From the listing below, pull out the lines from the one containing "Could you please outline every instance of the white sky?" through the one containing "Please outline every instance of the white sky.", copied word for word with both end lines included. Leave the picture out of your copy.

···

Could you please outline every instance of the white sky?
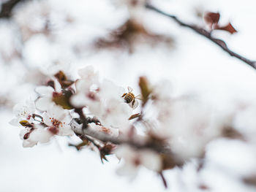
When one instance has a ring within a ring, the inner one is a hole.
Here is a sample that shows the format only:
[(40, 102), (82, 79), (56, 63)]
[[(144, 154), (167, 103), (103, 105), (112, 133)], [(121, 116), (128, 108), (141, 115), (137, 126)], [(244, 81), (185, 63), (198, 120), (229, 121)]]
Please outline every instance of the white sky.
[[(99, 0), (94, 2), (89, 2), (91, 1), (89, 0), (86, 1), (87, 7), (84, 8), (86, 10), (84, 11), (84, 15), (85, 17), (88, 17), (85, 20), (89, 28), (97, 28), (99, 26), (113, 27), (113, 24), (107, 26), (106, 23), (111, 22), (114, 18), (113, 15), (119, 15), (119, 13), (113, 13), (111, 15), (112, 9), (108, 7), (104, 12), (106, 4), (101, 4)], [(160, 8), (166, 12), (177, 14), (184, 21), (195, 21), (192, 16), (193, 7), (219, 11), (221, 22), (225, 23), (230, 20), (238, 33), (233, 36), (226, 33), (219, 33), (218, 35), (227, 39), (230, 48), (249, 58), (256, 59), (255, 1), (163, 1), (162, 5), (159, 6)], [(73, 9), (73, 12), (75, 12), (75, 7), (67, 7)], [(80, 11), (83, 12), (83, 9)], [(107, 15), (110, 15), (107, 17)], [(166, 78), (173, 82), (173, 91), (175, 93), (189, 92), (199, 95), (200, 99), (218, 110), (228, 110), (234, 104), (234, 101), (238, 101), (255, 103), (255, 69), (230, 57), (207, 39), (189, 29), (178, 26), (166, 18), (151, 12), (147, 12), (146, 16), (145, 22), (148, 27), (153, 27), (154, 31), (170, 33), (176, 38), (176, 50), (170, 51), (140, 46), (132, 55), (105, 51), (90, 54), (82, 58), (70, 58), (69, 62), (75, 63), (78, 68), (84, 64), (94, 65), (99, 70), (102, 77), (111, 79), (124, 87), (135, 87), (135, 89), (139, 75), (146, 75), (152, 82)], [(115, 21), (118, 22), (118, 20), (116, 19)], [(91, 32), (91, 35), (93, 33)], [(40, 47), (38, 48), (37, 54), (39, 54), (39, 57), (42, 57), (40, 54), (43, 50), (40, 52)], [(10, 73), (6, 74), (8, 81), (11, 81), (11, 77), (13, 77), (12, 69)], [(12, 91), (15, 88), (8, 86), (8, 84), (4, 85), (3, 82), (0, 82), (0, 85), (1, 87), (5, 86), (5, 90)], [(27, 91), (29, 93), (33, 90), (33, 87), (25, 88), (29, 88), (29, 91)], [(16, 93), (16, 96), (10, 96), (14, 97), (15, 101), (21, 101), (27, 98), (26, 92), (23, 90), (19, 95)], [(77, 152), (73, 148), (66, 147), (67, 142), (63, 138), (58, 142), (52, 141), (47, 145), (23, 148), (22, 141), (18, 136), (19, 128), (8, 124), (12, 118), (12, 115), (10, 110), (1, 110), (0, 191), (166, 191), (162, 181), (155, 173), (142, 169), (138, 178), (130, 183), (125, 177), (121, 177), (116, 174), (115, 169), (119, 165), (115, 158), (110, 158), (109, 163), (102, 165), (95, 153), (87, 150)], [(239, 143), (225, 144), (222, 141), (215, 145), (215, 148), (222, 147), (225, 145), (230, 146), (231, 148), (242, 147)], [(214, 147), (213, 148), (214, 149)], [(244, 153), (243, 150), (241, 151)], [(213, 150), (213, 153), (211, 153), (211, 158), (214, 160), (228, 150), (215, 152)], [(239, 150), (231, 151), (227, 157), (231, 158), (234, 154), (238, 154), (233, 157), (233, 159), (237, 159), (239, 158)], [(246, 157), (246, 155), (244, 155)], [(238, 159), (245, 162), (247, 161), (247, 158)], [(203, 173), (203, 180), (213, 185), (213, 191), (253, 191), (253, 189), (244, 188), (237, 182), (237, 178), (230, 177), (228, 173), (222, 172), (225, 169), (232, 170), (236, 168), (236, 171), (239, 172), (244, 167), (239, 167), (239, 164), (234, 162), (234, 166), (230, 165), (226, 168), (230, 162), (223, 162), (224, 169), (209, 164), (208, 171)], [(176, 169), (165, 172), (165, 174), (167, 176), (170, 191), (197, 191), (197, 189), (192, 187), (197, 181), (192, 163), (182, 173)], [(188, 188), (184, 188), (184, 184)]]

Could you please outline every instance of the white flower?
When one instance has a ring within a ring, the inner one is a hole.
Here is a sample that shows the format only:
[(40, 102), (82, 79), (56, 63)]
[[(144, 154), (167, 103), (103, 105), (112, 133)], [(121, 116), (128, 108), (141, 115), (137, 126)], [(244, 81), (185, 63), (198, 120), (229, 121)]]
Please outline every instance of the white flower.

···

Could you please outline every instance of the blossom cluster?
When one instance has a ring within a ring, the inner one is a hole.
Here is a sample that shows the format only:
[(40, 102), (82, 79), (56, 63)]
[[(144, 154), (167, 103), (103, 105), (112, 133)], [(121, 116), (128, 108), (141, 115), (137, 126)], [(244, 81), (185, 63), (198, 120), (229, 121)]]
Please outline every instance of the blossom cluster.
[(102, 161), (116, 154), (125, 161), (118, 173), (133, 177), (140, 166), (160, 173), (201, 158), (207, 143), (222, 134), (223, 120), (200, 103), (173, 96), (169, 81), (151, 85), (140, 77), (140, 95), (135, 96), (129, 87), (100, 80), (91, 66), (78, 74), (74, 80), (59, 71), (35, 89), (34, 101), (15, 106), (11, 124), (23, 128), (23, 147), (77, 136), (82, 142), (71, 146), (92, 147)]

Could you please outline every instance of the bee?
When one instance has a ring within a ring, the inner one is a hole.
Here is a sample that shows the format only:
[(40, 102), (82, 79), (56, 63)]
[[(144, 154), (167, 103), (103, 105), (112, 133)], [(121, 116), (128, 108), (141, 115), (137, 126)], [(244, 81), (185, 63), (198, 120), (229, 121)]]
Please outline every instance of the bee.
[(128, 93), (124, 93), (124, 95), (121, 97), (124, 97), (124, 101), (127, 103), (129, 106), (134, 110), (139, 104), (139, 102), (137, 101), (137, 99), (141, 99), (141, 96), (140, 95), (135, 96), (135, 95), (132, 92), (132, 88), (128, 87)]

···

- _Exercise response_:
Could you please outline every instance of the white sky?
When one instance has a ring within a ring, the inner one is a hole.
Here is a sample that shows the format only:
[(40, 102), (82, 79), (56, 63)]
[[(144, 154), (167, 103), (103, 105), (112, 133)], [(121, 116), (128, 108), (141, 115), (137, 126)], [(244, 81), (185, 63), (198, 120), (229, 121)]]
Please outline every instance of the white sky.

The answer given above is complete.